Referring expression data
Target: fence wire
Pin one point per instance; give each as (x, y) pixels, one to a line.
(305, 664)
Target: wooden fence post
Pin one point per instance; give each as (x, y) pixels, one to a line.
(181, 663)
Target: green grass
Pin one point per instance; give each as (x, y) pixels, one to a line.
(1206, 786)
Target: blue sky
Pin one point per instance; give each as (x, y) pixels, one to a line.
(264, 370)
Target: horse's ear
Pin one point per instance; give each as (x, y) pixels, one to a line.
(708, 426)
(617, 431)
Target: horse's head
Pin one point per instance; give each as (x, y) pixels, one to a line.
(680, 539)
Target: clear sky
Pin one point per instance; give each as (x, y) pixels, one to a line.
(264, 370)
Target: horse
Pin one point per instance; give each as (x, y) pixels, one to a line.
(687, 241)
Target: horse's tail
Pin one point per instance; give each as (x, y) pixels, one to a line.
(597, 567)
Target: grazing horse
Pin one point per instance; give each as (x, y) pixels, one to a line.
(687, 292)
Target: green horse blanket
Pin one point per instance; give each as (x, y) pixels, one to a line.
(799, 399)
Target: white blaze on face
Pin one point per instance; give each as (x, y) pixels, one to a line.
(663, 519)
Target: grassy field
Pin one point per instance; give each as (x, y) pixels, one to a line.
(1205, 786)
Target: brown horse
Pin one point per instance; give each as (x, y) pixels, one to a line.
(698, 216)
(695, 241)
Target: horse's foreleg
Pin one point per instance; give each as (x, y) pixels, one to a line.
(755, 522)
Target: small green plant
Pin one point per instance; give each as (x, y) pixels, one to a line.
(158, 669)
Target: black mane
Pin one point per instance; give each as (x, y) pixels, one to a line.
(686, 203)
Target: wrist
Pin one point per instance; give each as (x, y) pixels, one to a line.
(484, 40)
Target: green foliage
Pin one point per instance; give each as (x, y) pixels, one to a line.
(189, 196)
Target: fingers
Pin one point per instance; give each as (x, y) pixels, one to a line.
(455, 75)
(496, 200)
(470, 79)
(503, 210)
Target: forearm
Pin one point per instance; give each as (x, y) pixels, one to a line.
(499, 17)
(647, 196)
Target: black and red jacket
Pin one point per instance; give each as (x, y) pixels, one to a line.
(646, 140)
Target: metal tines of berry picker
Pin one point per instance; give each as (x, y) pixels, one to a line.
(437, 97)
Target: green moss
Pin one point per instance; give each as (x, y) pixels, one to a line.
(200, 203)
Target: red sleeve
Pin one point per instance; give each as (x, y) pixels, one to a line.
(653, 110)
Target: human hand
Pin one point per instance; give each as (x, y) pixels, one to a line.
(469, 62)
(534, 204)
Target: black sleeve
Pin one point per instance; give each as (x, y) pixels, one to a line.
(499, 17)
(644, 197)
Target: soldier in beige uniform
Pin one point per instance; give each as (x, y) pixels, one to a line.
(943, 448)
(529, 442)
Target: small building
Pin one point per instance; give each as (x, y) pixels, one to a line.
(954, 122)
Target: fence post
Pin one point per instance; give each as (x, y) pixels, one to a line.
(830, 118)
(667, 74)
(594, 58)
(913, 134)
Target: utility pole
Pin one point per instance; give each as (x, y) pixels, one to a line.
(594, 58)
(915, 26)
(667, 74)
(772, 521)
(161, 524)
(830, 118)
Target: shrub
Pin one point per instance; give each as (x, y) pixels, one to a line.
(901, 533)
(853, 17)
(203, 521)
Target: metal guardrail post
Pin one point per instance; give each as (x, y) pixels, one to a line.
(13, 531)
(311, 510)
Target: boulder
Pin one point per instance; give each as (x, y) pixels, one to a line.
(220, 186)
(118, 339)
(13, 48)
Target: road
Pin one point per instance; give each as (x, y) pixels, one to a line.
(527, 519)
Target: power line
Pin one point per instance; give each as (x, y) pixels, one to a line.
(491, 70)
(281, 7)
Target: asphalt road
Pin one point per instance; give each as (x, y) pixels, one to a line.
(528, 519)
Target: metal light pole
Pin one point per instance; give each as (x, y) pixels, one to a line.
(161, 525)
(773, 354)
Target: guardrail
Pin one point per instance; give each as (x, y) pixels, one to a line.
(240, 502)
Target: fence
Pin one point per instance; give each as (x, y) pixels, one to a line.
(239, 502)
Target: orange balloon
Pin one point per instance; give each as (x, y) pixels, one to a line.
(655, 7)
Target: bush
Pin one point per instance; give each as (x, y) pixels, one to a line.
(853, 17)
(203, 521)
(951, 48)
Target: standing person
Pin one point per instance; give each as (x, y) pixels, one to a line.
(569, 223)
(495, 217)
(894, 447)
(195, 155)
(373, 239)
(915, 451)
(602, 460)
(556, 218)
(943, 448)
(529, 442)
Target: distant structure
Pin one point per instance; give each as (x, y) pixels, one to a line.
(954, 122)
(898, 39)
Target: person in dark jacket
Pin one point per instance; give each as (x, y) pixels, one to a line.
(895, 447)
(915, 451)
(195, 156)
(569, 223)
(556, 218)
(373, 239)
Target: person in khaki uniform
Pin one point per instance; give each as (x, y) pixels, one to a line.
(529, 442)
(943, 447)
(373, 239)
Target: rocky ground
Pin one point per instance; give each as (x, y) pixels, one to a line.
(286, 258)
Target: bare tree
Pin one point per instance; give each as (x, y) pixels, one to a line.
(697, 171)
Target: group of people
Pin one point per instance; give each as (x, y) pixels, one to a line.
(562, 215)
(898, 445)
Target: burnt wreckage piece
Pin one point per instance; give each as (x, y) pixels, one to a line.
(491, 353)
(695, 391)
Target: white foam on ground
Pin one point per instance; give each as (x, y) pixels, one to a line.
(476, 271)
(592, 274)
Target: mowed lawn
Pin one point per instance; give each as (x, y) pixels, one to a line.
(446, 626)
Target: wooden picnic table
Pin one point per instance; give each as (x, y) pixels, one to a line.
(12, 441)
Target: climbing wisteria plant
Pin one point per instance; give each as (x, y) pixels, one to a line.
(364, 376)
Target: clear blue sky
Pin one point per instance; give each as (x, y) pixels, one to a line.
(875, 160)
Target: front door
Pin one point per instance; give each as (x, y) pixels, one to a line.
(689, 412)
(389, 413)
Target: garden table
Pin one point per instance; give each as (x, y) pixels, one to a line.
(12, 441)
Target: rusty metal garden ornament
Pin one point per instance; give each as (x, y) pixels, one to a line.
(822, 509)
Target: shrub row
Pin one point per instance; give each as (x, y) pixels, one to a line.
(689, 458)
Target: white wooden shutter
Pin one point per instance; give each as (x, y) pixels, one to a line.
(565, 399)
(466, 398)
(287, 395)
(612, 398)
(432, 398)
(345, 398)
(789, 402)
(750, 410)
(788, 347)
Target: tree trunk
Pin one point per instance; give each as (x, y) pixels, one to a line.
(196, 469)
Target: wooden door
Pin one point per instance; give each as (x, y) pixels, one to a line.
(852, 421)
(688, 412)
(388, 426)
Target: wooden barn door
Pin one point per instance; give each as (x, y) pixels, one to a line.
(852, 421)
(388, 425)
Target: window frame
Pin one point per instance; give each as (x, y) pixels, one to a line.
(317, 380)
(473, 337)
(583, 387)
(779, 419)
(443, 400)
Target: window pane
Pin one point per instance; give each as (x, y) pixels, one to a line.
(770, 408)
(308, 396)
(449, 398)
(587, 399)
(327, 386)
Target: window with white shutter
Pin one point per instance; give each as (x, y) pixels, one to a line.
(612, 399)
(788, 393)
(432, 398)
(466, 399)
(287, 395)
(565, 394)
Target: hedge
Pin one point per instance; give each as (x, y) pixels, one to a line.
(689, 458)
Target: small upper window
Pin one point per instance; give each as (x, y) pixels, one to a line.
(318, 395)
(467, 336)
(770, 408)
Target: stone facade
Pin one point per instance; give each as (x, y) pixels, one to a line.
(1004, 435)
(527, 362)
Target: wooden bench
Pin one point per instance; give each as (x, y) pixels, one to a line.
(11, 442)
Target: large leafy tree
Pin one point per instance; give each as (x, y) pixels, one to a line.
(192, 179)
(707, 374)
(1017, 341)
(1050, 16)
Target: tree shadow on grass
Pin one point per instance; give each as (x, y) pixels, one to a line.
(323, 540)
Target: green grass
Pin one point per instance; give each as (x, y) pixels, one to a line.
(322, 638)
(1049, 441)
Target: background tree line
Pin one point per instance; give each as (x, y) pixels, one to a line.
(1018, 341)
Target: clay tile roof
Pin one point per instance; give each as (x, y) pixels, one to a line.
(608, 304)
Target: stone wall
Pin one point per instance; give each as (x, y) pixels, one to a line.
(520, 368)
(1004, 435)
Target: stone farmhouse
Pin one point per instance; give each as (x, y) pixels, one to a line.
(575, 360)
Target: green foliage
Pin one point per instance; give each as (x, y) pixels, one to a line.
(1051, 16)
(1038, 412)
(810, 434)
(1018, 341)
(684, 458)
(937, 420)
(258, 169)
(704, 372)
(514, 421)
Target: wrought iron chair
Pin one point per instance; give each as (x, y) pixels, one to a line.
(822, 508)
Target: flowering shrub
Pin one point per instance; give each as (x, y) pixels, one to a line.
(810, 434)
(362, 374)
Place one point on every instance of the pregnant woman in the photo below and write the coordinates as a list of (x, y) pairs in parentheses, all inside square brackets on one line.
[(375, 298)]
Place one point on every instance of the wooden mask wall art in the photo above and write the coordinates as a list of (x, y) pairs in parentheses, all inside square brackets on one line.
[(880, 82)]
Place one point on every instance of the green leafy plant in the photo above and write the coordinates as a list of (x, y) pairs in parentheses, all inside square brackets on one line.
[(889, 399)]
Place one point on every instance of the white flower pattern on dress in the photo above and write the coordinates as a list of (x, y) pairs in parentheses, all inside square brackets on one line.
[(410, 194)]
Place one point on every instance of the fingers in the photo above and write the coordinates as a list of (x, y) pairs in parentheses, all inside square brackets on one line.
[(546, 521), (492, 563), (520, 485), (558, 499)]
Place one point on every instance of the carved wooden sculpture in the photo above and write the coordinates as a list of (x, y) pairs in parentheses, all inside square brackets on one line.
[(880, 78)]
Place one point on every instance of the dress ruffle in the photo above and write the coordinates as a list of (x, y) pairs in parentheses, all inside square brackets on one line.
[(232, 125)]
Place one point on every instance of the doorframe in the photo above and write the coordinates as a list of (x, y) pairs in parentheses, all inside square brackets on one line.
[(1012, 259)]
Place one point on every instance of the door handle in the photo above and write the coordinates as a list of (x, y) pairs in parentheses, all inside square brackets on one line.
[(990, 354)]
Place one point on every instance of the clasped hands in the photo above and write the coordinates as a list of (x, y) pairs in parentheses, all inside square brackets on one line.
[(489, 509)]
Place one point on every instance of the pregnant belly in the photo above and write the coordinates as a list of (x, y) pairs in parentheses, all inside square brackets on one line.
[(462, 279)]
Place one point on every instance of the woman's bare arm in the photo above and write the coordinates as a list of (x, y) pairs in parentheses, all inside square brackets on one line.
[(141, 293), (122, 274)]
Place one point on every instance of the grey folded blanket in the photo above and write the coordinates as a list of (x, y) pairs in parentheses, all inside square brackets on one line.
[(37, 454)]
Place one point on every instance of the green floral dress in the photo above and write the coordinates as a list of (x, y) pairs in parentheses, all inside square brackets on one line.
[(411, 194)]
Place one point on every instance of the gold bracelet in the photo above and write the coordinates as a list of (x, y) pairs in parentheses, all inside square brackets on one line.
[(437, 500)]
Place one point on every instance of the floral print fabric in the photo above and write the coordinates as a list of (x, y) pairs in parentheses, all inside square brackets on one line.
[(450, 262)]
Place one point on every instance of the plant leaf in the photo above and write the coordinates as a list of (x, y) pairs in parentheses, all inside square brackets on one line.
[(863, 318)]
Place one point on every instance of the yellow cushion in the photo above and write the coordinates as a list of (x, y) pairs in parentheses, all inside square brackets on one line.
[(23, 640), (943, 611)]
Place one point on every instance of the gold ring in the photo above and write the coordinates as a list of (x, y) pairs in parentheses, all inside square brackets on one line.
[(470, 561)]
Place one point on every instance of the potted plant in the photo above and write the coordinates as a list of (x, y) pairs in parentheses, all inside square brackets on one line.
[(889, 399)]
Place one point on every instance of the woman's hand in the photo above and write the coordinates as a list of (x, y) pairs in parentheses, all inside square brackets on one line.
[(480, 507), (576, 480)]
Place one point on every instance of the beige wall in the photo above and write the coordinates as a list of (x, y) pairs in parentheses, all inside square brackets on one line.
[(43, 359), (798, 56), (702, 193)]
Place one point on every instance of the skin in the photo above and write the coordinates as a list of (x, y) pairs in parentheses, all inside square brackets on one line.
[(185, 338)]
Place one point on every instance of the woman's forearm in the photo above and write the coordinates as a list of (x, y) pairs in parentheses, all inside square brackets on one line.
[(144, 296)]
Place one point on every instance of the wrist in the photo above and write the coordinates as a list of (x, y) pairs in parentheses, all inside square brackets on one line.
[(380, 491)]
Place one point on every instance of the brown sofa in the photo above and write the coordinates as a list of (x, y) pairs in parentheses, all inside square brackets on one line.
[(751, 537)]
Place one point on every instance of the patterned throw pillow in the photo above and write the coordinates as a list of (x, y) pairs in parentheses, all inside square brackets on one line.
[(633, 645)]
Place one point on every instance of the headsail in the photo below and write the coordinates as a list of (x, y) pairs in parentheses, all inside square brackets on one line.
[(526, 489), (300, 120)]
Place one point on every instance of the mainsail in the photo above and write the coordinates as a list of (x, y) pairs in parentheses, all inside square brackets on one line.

» **Task to carry out**
Beginning with the line above that contains "Target: metal light pole", copy each line exactly up to and including the line that contains "Target: distant structure", and go no further.

» **Answer section**
Target: metal light pole
Pin one point per instance; give each as (x, y) pixels, one to a line.
(161, 525)
(773, 354)
Target: guardrail
Pin one point per instance; give each as (x, y) pixels, one to a line.
(240, 502)
Target: fence
Pin one point per instance; give each as (x, y) pixels, one to a line.
(239, 502)
Target: orange balloon
Pin one point per instance; give each as (x, y) pixels, one to a line.
(655, 7)
Target: bush
Pin one point per instance; give each as (x, y) pixels, one to a line.
(853, 17)
(203, 521)
(951, 48)
Target: standing person
Pin one point per instance; give each as (x, y) pixels, one to a line.
(569, 223)
(495, 217)
(894, 447)
(195, 155)
(373, 239)
(915, 451)
(602, 460)
(556, 218)
(943, 448)
(529, 442)
Target: distant structure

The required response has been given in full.